(Referring expression pointing data)
===

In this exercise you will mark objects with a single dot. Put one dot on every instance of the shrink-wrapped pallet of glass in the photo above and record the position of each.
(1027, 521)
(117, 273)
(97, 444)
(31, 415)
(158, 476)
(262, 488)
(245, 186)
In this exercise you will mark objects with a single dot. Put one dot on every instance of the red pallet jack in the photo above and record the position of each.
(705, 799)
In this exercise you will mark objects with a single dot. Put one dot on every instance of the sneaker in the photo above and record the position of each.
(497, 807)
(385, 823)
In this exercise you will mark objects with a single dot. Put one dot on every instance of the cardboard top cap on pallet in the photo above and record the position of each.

===

The task:
Reproduce the preceding entries exactly and completely.

Answer section:
In this exercise you will mark objects with a single dot. Put one dot on every instance of the shrink-wrapped pallet of glass in the photo above and record the position of each.
(1027, 521)
(117, 273)
(97, 444)
(31, 415)
(158, 476)
(262, 488)
(245, 186)
In this exercise you will mark objects with a single dot. Put one dot on every instance of the red pallet jack in the photo above and record the position of each.
(705, 799)
In this exercise you will mark objects with a single dot. Put one dot on every instance of the sneaker in the photo above and record the position of each.
(497, 807)
(385, 823)
In this exercise you will mark objects with a single dot. Put one dot on every instance of the cardboard top cap on pallet in the photo above and record the position of each.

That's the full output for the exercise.